→ **THE PROBLEM**
Return every line of the records below that contains the string "water", matching case exactly.

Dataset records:

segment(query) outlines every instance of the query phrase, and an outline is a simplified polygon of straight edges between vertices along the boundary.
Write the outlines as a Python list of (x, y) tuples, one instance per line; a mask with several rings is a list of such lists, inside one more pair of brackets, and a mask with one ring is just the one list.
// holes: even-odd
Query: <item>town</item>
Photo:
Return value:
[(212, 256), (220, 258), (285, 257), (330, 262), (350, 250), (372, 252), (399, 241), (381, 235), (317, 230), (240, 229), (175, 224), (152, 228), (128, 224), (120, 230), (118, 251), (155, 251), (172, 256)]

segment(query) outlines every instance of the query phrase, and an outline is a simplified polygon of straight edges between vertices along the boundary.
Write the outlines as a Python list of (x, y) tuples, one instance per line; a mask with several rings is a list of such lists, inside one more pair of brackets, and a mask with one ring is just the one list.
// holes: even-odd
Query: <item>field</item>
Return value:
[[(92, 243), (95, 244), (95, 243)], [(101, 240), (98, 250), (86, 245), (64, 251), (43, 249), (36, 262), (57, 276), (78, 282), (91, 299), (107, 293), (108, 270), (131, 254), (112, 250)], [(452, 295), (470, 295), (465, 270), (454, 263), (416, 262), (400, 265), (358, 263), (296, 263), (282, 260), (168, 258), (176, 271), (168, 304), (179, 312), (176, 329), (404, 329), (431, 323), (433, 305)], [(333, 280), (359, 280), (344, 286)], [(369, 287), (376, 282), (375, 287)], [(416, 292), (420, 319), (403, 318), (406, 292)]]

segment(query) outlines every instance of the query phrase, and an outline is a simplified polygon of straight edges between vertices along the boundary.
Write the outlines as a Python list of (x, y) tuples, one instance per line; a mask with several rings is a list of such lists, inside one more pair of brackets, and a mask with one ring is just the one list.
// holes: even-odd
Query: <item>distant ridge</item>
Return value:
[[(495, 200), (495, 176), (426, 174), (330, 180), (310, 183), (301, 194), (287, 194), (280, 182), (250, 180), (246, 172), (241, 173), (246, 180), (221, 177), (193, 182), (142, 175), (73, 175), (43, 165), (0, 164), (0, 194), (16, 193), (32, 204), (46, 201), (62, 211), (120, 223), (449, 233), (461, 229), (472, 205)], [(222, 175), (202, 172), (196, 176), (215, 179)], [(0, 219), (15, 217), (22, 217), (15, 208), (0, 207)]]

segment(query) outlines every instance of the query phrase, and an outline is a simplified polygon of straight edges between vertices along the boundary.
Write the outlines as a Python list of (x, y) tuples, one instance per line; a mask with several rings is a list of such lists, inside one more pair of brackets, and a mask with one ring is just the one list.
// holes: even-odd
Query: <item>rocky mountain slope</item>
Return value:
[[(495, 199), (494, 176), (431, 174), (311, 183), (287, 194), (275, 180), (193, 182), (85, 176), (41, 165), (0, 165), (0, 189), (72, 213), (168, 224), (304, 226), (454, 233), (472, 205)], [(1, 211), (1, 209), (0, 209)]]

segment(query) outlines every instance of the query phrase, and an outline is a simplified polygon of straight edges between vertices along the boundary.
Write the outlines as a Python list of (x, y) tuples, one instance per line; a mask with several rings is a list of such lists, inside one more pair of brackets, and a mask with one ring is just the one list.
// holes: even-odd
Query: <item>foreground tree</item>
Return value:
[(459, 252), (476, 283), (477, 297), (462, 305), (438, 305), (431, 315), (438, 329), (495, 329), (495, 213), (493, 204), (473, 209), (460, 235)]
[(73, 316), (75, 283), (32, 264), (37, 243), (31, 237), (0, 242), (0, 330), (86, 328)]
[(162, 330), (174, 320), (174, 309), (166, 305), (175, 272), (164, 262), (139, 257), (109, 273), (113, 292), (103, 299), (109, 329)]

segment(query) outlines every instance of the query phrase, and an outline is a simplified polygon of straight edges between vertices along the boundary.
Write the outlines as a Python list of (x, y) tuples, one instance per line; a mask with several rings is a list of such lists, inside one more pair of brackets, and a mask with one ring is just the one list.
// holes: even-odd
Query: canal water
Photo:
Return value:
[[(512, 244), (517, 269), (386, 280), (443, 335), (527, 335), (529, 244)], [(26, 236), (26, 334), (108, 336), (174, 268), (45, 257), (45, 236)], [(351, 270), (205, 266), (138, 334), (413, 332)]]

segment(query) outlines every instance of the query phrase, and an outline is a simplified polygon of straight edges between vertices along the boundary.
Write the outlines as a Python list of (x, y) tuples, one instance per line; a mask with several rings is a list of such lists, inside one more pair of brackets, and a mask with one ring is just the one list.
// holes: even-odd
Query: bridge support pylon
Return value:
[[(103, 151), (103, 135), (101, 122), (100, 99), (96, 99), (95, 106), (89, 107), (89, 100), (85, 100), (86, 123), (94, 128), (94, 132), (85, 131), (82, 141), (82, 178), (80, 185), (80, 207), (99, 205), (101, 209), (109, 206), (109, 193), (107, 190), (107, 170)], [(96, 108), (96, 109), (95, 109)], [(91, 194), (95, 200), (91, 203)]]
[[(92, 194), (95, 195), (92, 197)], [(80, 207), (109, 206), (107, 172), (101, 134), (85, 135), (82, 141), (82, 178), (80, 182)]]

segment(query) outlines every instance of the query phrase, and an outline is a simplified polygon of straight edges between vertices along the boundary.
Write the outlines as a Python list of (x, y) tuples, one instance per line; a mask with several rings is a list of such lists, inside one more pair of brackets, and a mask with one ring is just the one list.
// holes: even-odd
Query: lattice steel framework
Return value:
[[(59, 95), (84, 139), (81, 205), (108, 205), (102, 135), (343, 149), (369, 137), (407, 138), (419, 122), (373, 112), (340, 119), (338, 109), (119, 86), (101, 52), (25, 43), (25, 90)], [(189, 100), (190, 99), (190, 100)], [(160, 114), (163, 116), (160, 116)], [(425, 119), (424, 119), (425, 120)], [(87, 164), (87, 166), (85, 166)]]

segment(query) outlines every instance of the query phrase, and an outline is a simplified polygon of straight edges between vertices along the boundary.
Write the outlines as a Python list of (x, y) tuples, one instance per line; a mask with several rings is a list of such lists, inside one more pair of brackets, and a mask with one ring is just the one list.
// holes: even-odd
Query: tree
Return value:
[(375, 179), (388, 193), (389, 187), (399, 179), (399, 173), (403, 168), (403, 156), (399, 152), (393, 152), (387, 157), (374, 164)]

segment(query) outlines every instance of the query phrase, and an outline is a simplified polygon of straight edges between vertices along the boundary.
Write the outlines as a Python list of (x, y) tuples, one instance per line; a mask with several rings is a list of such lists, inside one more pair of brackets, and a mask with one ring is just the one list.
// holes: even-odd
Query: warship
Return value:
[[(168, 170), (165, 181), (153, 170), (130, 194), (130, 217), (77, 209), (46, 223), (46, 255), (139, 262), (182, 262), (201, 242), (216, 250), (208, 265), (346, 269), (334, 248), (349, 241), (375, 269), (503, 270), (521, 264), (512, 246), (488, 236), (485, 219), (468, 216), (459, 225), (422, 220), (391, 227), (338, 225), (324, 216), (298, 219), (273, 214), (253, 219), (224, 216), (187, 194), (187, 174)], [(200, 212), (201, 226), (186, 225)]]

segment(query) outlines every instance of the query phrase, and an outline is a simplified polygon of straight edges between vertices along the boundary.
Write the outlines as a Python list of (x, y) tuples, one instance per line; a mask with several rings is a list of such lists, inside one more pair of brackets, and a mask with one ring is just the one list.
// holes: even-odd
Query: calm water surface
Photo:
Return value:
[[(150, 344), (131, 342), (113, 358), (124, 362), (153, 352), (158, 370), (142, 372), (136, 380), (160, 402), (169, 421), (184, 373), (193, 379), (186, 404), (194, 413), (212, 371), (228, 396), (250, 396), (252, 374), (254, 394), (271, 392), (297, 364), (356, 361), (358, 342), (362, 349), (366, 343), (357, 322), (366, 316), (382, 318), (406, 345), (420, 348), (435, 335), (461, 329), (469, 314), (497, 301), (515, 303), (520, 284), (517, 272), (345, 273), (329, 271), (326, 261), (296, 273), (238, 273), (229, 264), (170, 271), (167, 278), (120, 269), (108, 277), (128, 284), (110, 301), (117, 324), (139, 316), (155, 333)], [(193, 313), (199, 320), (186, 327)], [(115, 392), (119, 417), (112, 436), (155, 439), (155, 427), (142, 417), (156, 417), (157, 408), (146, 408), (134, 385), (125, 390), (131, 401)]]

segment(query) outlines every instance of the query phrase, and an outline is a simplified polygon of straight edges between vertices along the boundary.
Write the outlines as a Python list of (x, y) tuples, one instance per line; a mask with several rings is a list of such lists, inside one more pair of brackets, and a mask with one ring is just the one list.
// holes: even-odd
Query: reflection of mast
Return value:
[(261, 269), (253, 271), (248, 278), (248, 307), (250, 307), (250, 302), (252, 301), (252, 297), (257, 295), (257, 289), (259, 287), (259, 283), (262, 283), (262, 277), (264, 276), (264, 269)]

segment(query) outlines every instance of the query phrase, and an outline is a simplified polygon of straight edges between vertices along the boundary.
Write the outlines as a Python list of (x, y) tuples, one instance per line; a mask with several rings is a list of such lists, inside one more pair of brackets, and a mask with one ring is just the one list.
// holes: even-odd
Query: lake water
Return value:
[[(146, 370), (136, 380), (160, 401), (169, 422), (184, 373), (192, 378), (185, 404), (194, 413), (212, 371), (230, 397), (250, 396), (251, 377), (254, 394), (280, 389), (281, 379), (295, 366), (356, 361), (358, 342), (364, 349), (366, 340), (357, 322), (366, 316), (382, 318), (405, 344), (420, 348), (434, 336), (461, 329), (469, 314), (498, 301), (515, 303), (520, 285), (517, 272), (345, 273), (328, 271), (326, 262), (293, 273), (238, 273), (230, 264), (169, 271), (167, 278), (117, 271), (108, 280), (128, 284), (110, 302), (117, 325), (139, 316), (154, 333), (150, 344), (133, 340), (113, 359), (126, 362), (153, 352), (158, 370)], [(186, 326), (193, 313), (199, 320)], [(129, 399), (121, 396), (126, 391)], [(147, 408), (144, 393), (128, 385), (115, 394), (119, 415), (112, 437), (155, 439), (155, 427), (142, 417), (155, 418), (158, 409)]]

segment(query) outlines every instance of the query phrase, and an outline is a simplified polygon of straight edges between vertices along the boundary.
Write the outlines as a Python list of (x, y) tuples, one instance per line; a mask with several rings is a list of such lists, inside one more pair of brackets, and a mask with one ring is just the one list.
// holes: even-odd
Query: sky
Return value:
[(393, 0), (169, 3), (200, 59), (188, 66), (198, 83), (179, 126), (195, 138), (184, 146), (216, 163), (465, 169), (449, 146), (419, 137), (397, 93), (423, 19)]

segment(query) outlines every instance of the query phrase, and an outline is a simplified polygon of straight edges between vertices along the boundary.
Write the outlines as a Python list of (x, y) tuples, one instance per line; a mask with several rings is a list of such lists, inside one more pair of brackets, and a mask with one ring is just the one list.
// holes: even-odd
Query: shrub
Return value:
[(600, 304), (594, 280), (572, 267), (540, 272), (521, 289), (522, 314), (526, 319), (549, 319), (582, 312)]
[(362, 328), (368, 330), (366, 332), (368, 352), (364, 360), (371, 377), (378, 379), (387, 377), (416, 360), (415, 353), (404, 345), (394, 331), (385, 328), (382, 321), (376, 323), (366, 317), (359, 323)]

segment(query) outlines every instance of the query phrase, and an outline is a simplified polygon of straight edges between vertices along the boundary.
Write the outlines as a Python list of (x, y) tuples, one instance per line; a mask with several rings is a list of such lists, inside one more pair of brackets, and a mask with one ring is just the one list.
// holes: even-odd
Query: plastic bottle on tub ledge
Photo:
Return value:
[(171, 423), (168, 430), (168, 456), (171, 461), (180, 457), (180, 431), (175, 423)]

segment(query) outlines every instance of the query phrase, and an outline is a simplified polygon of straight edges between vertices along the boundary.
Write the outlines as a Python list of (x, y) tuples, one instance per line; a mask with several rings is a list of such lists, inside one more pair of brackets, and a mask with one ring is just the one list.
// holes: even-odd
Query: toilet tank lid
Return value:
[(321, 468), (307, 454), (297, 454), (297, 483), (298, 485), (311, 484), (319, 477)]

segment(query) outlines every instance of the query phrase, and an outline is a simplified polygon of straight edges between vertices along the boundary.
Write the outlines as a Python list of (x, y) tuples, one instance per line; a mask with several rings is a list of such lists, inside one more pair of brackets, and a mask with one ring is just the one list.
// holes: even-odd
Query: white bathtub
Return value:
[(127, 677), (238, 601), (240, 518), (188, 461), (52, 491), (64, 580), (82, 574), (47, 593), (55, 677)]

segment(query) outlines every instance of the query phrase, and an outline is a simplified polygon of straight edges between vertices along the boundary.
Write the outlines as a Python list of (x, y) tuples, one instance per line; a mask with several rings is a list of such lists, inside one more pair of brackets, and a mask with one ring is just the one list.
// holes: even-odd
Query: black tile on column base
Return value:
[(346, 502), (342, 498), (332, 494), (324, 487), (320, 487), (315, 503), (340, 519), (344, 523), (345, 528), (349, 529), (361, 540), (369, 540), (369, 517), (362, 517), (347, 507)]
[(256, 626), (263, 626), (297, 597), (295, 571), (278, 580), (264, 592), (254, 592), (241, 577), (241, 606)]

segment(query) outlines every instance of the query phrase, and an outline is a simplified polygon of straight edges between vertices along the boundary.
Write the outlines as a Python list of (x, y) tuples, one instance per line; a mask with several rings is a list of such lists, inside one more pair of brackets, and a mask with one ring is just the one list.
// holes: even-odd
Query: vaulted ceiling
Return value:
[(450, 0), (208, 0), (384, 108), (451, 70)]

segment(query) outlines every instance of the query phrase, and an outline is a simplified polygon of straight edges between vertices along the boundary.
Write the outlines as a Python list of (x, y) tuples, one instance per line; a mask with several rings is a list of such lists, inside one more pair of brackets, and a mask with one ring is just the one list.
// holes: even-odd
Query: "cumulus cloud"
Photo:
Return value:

→ **SOLUTION**
Query: canal water
Query: calm water surface
Query: lake water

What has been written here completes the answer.